* Document extract:
+===+
Bella Vista Church of Christ



Ken Jones



  Without doubt, COVID-19 has presented us with challenges never before seen in modern times. This is truly a pandemic—a worldwide threat. No one has escaped entirely. But in our nation, the mixture of politics has brought infighting that became truly volatile. We can be justifiably concerned with what America will look like a year from now.


  But the part that troubles me most has to do with church assemblies, or the lack thereof. I’m thankful for the technology that provides even stop-gap solutions. Yet, there’s a real danger here and I believe Satan has slithered his way in and is using this to cause damage to the Cause of Christ. He loves to fish in troubled waters.


  God, in his infinite wisdom, knew that humans depend on close-knit fellowship, so he planned for us to meet together in congregational settings. This allows for a depth of comradeship that no amount of live-streaming can bring to the table. Simply put, there is just no substitute for regular, planned and uplifting assemblies where Christians can blend their voices in sacred song, hear prayers for one another and just intermingle with those who have the same hopes. But Satan has planted fear in the hearts of so many. I’m seeing countless people who are deathly afraid of going to a church assembly, but not afraid to go to Wal-Mart, funerals, or parties.  This, my dear people, is down where the rubber meets the road.  Don’t get me wrong, I try to practice safety methods. I try to not expose myself to the virus unnecessarily. But there are plenty of ways to keep a safe distance while in worship—MUCH more so than at the supermarket! (Listen, isn’t it time we rethink what we’re saying to ourselves and others about our faith?... when we go to work, play golf, eat out, meet with family and friends, but we excuse ourselves from Worship & Service in God’s Kingdom? Our auditorium holds four hundred; making it easy for social distancing. I’m reminded of the early Christians who would not deny or compromise worship or service to Jesus under any circumstance. God help us to be more like them.) RWC


  When looking down the road when we get back to “normal,” it is not the strong, hard-core Christian that I fear for; rather it is the peripheral church member who, after being absent for several months, will become satisfied with just staying at home. Having said that, when the restrictions are lifted, we’ll have serious work to do down in the trenches—work that we should have done more of all along. We must be making plans to reach out to such people and see that they are not permanently disconnected from us. This will call for a level of shepherding that most churches are not too good at.


  The bright side of this? This disruption may furnish us with a reason to hit the reset button and take a serious look at fresh ways of managing these local bodies of saints. For too long we have measured strength much the same as a business might: the number of heads that show up and the amount of money they leave.


  Unless I’ve completely misread the New Testament, the Sunday assembly was not used as an evangelistic tool, but more like a “pit stop” for each one to refuel so we can go out and be equipped to touch the hearts of people with the sweet message of hope.


  I challenge all of us to be thinking of appropriate ways to capture the attention of a nation that feels its very foundation shaking beneath them, and help them plant their feet on solid ground.
+===+
* Data under study:

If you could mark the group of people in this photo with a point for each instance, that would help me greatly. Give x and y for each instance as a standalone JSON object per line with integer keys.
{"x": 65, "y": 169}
+===+
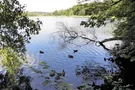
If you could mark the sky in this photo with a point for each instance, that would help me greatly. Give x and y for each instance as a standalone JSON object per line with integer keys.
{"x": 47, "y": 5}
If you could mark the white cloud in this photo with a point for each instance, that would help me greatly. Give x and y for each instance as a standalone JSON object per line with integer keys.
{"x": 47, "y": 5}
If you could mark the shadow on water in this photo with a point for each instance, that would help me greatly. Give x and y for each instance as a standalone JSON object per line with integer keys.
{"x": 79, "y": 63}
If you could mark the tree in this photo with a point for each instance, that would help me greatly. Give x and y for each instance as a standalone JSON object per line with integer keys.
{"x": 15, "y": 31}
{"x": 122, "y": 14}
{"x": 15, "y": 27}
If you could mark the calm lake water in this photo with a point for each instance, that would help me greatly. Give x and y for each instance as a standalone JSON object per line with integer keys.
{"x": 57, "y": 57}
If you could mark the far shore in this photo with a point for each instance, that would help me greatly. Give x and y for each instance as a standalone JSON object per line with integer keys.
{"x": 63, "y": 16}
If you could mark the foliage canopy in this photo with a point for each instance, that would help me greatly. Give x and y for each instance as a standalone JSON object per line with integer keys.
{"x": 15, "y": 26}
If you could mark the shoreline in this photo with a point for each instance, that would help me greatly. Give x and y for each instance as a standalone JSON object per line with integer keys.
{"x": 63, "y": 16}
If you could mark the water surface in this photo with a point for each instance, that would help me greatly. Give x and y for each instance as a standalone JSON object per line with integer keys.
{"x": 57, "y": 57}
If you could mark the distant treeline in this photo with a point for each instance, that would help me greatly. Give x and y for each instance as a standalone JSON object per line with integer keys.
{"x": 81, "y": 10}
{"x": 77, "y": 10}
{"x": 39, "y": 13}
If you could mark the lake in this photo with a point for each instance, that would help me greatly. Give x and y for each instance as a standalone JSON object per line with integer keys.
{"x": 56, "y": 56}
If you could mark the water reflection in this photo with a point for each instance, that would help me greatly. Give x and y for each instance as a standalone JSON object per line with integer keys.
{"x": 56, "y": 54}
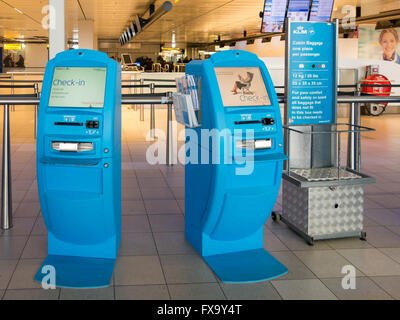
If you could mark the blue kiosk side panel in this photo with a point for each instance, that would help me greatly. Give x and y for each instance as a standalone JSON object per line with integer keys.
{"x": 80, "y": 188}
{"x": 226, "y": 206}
+===+
* What you have to do:
In the article on church assemblies during COVID-19, what does the writer say the Sunday assembly was more like in the New Testament? The records can be left aside.

* Output for this exercise:
A "pit stop" where each one refuels to go out equipped to touch people's hearts with the message of hope.